By Jodi Torpey
This winter has been especially tough on trees and shrubs in the Mountain region. They’ve been beaten up, beaten down, and battered around by months of harsh weather. Some plants look as if they went 12 rounds with Mother Nature and lost by a knockout.
After taking such a thumping, we need to give our storm-damaged trees and shrubs some TLC. Spring is a good time to look around the landscape and start snipping, clipping, and pruning. Because most trees and shrubs are still dormant, it’s easier to see each plant’s structure and spot potential problems.
First, inspect plants. Look for twisted branches, those that grow toward the center of the woody plant, or branches that grow where they shouldn’t. Use pruning shears, lopping shears, or a pruning saw to make clean cuts back to the main branch.
Second, scout for broken, dead, or diseased branches. Evergreens in the Mountain region seem to take the biggest hit when it comes to winter’s high-intensity sunlight and drying winds.
The junipers in my backyard take a pounding in winter. By early spring some of their dry and lifeless branches need to be pruned back to a fork, without leaving any stubs.

- EXTRACTED MATERIAL:
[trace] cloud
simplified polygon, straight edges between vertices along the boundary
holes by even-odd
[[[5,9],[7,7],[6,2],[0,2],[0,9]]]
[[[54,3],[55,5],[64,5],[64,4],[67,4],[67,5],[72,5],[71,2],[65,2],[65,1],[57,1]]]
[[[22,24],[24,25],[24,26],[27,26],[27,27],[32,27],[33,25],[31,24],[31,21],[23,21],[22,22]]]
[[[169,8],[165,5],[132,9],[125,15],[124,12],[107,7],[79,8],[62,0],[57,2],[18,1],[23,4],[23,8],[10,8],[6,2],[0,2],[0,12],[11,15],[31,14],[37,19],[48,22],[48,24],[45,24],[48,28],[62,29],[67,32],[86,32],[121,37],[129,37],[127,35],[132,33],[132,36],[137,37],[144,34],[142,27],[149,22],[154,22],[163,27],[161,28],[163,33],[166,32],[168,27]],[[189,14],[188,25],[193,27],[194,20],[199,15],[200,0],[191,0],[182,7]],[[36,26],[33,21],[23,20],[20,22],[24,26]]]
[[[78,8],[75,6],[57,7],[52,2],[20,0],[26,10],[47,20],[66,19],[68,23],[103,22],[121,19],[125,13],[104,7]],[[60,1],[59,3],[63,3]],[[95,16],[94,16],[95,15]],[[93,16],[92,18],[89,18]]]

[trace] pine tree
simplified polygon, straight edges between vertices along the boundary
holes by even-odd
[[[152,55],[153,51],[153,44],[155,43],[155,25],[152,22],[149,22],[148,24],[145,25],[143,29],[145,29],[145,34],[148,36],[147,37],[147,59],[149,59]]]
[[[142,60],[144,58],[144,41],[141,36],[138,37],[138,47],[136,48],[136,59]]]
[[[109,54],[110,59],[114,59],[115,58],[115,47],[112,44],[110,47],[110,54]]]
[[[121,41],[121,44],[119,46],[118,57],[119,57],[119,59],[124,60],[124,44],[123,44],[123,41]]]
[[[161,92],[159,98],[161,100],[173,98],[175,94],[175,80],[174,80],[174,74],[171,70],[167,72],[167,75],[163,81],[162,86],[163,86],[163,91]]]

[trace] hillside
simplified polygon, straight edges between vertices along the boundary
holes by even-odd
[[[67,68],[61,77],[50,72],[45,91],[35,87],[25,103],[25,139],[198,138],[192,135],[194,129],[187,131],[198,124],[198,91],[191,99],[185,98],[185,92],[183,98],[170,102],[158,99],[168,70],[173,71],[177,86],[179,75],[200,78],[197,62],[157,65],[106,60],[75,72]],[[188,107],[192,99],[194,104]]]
==
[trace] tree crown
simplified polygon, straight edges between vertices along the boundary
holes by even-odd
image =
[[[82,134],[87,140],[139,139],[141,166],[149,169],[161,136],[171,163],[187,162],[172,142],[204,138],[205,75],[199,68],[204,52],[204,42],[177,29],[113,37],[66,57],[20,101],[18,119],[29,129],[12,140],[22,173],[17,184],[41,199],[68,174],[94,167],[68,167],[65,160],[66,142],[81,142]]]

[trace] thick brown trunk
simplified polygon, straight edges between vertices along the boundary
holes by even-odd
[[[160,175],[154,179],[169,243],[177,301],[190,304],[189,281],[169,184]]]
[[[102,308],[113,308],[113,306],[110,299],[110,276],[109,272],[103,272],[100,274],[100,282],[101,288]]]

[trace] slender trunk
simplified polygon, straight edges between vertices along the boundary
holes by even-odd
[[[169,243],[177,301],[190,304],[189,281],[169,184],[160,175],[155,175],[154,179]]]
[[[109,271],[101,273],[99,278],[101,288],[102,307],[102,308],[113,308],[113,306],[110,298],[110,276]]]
--
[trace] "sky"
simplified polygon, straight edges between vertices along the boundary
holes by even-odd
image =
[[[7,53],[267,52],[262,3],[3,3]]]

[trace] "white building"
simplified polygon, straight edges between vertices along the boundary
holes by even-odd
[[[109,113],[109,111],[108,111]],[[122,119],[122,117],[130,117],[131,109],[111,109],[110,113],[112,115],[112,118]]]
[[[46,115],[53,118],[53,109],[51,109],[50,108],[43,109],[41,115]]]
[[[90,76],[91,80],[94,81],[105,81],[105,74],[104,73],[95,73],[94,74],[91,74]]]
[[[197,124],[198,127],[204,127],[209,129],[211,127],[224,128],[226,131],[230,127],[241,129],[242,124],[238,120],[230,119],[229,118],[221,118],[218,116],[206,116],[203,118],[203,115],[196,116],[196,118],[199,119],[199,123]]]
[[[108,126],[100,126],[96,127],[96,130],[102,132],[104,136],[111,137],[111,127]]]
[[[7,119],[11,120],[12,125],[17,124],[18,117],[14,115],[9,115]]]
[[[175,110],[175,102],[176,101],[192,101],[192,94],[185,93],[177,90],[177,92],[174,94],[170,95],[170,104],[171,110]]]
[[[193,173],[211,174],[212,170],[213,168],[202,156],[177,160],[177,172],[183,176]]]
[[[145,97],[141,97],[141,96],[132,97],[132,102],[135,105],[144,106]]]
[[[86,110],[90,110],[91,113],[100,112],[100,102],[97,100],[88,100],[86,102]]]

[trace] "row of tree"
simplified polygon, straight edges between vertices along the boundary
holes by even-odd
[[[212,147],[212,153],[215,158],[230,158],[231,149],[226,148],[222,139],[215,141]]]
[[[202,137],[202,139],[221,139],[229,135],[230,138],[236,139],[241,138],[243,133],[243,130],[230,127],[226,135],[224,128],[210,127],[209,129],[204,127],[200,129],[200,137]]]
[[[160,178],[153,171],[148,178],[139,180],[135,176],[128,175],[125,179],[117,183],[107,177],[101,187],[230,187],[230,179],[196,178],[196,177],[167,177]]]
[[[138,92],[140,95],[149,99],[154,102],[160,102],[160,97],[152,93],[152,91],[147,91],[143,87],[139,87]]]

- ACTIVITY LIST:
- 1) In the article on storm-damaged trees and shrubs, which plants seem to suffer most from winter's high-intensity sunlight and drying winds in the Mountain region?
- 2) Write the next part of the article on pruning storm-damaged trees and shrubs, picking up after its final sentence.
The listing is unrelated to the article on pruning storm-damaged trees and shrubs.

- SOLVED PROBLEMS:
- 1) Evergreens.

- 2)
Third, thin or rejuvenate overgrown shrubs. Shrubs, like red twig dogwood, need some of their canes removed every year. Reinvigorate these shrubs by pruning about one-third of the stems, cut to ground level. Pruning old or overgrown shrubs makes for a healthier and more attractive plant.
Fourth, examine rose canes. Even hardy roses planted in a protected space can suffer during winter in the Mountain region. If you find dead canes, start at the top of the cane and follow it down to a healthy, green one. Make the cut just above a side bud to direct outward growth.
Those are four of my tips for spring pruning. How do you prioritize pruning tasks in your Mountain region garden?